Because who cares what any of these publishers have to say if I can go on Steam and I can see exactly how that is running for people with similar hardware to mine. This is exactly and I think that another component to this too is removing paid advertising and compromised platforms from being able to craft a narrative around the quality of a product. So that means that you're cutting out the developer, you're cutting out the publisher, and you're also cutting out the media. And then you have a direct gametoer uh pipeline where the users are the immediate consumer and also the immediate reviewer.
And so that's basically the most democratic and I think fair way of doing things. Such a massive shift incentives. We actually have a platform that's out here collecting user data and using it for something that is actually useful or benefits the customer. Now mind you this is all optional. You don't have to opt into any of this if you don't want to. But they're not using your information to shove more ads in your face. They're not trying to sell your information to some third party company. So you get an inbox filled with junk mail or a bunch of scam calls from some guy pretending to be your bank.
No, this is them using your data to be able to protect your purchases, hold publishers accountable, and make buying a game feel like a hell of a lot less of a gamble. Exactly. Honestly, I'm kind of shocked that nothing like this has ever existed already. I mean, I guess I'm not all that shocked because these guys really do like to scam us. But man, this the problem also is that there are no other platforms that don't have a vested interest in the success of one individual game that are releasing platforms like or releasing anything like I mean besides Epic Games and like good old games like most of the other platforms that exist have a vested interest in the success of the game.
So they never want to show and display a user a specification requirement that is underneath or sorry that's above what they have. So it's again a problem of incentives like whenever you have an incentive that a person has to misrepresent something you should expect to see a misrepresentation just so obviously useful instead of getting gas lit by these vague specs and cherrypicked footage that were constantly shown. Players can now see at first glance how this game is performing for everybody else. you can see whether or not this game is going to be up to par for the hardware that you have before you even spend the money.
---
> REQUEST: In the transcript about game performance data, change "Steam" to "the storefront" and give the passage again, beginning at the words "Because who cares" and stopping after "the immediate reviewer.".

> Raw records:
---
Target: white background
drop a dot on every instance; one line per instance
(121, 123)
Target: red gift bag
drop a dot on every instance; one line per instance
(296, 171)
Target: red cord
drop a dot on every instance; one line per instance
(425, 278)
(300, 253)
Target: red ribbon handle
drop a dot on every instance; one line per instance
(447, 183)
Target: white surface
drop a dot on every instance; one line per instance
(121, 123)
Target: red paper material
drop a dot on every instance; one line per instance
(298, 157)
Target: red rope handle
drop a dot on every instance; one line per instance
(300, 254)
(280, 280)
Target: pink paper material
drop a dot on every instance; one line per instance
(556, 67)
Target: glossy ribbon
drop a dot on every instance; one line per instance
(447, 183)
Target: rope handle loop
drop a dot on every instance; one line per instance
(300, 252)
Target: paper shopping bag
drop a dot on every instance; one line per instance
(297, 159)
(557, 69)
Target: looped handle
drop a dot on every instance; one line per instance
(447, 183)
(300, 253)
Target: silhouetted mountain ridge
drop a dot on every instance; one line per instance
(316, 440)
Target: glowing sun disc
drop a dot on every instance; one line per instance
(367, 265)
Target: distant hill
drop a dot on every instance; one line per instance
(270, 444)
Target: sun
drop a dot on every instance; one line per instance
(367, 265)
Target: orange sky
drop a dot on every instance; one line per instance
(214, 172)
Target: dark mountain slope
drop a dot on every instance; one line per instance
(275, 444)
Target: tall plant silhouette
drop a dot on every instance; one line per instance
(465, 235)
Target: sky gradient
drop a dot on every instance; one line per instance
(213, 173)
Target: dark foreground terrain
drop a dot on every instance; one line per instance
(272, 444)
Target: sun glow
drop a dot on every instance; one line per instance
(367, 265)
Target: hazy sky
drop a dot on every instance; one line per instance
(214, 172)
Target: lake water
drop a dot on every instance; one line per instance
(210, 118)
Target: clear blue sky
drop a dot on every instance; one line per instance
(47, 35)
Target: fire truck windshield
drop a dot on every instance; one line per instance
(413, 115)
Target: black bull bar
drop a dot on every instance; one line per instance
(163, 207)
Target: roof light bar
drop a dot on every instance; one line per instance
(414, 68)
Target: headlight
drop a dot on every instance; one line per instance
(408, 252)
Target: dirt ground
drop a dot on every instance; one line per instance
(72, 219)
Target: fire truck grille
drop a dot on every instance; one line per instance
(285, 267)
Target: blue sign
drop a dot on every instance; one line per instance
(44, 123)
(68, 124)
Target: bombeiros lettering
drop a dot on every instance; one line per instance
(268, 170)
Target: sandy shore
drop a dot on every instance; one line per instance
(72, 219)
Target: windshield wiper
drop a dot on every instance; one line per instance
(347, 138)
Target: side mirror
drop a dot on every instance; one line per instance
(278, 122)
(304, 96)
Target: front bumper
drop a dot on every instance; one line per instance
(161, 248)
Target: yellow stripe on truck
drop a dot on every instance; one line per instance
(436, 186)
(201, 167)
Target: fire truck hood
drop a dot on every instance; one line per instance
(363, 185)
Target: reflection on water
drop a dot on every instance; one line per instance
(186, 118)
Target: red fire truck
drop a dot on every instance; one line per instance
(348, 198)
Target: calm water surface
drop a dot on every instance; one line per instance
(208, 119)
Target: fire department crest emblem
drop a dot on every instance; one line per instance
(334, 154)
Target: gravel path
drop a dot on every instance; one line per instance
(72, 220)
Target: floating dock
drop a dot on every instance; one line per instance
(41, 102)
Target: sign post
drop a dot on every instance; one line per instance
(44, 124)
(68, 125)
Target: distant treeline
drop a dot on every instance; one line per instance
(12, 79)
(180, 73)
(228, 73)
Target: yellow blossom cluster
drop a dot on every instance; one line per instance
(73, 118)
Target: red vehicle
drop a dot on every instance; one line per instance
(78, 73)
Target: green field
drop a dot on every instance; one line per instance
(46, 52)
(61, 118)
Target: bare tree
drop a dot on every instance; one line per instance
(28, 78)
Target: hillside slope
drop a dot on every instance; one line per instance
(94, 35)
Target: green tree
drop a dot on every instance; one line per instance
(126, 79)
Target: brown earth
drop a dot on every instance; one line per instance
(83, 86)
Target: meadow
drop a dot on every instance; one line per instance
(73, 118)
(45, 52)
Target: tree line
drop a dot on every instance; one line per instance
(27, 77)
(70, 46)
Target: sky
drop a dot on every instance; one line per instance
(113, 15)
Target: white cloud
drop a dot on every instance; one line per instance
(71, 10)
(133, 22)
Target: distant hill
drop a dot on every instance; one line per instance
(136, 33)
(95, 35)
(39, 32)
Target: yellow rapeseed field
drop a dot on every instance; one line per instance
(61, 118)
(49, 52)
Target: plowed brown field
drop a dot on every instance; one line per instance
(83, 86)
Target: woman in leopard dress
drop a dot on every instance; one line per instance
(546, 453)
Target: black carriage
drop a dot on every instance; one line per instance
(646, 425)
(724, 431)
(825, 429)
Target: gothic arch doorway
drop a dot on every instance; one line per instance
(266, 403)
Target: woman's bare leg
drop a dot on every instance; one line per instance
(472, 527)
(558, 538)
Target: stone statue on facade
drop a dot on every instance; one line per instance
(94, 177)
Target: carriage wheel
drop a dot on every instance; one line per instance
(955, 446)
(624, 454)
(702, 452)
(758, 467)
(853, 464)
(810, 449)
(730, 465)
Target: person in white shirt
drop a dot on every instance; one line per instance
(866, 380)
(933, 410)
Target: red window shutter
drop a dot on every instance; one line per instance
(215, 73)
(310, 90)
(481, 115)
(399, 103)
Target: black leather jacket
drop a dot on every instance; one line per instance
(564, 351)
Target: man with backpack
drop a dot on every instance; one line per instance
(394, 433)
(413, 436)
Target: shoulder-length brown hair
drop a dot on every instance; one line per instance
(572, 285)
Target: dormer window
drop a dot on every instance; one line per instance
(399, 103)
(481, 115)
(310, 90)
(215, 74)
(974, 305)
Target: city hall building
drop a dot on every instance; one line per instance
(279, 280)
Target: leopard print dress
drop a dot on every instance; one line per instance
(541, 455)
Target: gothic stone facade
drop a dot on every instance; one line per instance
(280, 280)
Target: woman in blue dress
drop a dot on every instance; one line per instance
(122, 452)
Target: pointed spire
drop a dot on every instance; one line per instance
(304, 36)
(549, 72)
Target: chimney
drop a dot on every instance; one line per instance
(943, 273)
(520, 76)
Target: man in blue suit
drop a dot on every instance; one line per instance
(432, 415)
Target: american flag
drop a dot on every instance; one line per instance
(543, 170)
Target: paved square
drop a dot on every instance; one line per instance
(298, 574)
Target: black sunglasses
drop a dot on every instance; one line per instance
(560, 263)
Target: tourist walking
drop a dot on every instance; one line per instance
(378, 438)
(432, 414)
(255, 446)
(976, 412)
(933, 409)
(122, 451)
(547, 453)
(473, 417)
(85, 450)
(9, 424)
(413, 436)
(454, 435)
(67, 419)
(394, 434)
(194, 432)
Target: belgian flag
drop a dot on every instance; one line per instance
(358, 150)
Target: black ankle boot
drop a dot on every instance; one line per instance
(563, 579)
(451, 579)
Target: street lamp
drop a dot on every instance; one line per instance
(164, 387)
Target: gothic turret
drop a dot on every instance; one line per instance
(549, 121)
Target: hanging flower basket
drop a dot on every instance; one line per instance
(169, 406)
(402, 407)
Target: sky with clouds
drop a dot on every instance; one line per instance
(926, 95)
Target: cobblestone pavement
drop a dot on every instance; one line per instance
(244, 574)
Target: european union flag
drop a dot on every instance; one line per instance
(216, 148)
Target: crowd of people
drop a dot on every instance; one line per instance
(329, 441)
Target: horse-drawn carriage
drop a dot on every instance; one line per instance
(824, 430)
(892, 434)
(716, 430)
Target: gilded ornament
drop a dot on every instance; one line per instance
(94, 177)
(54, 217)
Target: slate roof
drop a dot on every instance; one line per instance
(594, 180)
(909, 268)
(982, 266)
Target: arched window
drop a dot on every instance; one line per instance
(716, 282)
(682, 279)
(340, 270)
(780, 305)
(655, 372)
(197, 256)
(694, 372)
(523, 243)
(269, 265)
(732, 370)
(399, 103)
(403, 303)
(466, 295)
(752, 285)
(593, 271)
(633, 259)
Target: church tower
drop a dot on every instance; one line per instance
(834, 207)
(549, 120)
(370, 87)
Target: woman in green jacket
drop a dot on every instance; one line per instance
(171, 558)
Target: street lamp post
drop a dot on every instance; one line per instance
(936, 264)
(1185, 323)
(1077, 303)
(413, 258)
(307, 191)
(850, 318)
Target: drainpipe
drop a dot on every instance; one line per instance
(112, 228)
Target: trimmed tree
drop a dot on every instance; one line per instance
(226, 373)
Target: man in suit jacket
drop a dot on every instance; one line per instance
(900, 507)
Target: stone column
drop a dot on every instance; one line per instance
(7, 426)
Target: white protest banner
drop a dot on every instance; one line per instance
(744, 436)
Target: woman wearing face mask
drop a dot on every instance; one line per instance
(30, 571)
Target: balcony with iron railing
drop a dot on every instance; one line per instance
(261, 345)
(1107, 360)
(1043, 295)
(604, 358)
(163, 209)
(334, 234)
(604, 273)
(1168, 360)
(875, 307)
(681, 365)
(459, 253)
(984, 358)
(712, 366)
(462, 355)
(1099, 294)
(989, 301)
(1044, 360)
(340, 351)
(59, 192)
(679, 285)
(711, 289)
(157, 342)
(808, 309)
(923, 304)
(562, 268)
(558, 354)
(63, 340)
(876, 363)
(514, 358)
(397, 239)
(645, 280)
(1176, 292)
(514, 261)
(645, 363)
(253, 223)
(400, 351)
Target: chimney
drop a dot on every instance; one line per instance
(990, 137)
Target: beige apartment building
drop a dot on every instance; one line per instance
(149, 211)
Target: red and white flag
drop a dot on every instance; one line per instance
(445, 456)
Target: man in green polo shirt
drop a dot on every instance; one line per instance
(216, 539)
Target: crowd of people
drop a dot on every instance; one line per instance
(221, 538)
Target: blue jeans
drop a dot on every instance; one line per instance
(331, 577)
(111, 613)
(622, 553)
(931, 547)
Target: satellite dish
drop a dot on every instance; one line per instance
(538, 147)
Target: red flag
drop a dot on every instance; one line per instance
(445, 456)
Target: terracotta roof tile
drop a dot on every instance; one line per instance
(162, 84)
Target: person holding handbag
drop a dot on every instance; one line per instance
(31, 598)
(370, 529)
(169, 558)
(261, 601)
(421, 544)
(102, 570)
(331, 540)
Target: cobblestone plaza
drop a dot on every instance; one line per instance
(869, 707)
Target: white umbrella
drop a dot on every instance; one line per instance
---
> FULL SOLUTION:
Because who cares what any of these publishers have to say if I can go on the storefront and I can see exactly how that is running for people with similar hardware to mine. This is exactly and I think that another component to this too is removing paid advertising and compromised platforms from being able to craft a narrative around the quality of a product. So that means that you're cutting out the developer, you're cutting out the publisher, and you're also cutting out the media. And then you have a direct gametoer uh pipeline where the users are the immediate consumer and also the immediate reviewer.